"""
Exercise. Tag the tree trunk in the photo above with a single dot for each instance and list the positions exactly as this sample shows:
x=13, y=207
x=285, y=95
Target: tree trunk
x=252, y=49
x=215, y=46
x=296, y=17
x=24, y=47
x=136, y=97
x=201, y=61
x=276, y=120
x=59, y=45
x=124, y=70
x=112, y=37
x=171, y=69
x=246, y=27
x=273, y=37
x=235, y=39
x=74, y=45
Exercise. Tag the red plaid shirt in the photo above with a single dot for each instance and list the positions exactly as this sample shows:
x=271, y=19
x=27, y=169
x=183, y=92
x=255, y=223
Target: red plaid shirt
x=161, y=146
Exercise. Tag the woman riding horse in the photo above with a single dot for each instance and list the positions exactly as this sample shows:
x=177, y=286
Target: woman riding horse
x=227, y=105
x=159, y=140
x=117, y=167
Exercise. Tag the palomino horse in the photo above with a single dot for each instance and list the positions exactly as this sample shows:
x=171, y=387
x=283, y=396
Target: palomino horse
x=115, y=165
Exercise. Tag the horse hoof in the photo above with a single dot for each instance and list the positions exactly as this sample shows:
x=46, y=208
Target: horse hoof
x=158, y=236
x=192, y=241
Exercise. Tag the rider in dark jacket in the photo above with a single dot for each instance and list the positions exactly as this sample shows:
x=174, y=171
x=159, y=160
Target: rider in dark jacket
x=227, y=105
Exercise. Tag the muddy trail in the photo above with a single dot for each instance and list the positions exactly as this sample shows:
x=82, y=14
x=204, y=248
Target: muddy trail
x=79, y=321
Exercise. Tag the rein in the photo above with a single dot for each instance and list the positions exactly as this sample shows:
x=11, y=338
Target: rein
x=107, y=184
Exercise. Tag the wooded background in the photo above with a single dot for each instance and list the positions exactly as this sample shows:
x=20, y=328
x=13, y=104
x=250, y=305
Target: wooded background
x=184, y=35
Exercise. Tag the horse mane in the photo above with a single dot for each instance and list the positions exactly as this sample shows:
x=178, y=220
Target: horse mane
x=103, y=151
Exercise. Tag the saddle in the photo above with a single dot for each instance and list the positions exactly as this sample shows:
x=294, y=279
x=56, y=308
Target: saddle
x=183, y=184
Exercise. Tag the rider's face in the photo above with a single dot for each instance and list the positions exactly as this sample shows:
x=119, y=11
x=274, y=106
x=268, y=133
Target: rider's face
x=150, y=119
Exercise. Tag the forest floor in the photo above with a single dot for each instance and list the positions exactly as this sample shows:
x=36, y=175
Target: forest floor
"""
WORK INSTRUCTION: Report every line in the data that holds "forest", copying each one.

SOLUTION TO THIS PROBLEM:
Exercise. Tag the forest floor in the photo above with a single dot for each instance and list the positions exactly as this sample shows:
Target: forest floor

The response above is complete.